(Source extract begins)

Global perspectives: Past the first inflection point in consensus earnings estimates
Author: Alastair George
Investors wait for news on the lifting of lockdowns
Across the globe, consensus earnings forecasts for 2020 have fallen by an extraordinary 19% in just a single month to mid-April. There is no debate now about the potential significance of the disruption caused by the public health control measures implemented to slow the spread of COVID-19. We note however the peak of the downgrades on a global basis was during mid-March and while estimates are still falling, the bulk of the adjustment due to the initial impact of COVID-19 is now behind us. Key to any sustained improvement in sentiment will be incoming news on the lifting of lockdowns during this quarter, in addition to continued reductions in daily infection rates. Last week we suggested a modestly overweight position was appropriate in equities. Given the rapidity of the rebound since then, the list of notably oversold shares has shortened and we would not chase the market now as significant uncertainty remains in respect of the duration of the impact of COVID-19. We return our global equity view to neutral.
Exhibit 1: Consenus catches up to COVID-19: 2020 consensus earnings forecasts
Source: Refinitiv, Edison calculations. Unweighted revision index shown.
In mid-February, we observed that consensus earnings forecasts appeared to show near-total complacency amongst analysts in terms of the risks of COVID-19 becoming a pandemic. In the intervening 2-month period, forecasts have been downgraded by the most since the 2008 global financial crisis. Continental European earnings have been downgraded and now anticipate a 15% profits decline in 2020, compared to earlier expectations for a 6% rise.
We would caution against reading too much into projected EPS growth at this stage however, and nor should forward P/E valuations be over-emphasised. Consensus forecasts are not designed to capture exceptional losses or non-recurring items. It is likely in our view that the reported figures for 2020 will be worse than currently indicated, once the full impact of COVID-19 has progressed through company income statements and balance sheets.
Exhibit 2: Global downgrades have eased after peaking mid-March
Source: Refinitiv, Edison calculations. Unweighted revision index shown.

(Source extract ends)
(Recorded data begins)

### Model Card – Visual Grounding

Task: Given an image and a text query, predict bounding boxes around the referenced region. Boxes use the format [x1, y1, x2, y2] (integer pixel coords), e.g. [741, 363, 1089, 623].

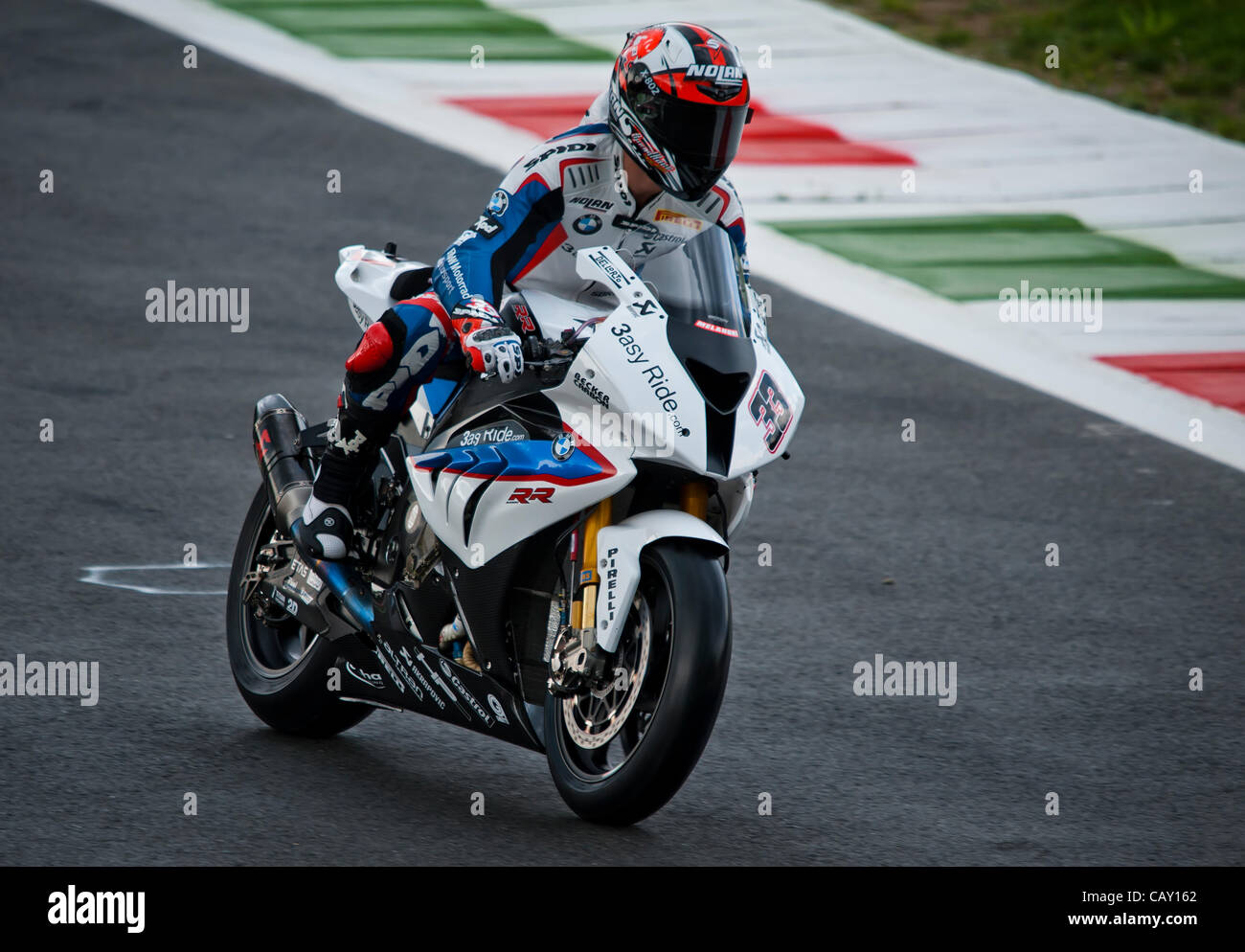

(Recorded data ends)

Instructions to follow: Quote the commentary on consensus earnings estimates word for word, from "Exhibit 1: Consenus" up to and including "for a 6% rise.".

Your response:
Exhibit 1: Consenus catches up to COVID-19: 2020 consensus earnings forecasts
Source: Refinitiv, Edison calculations. Unweighted revision index shown.
In mid-February, we observed that consensus earnings forecasts appeared to show near-total complacency amongst analysts in terms of the risks of COVID-19 becoming a pandemic. In the intervening 2-month period, forecasts have been downgraded by the most since the 2008 global financial crisis. Continental European earnings have been downgraded and now anticipate a 15% profits decline in 2020, compared to earlier expectations for a 6% rise.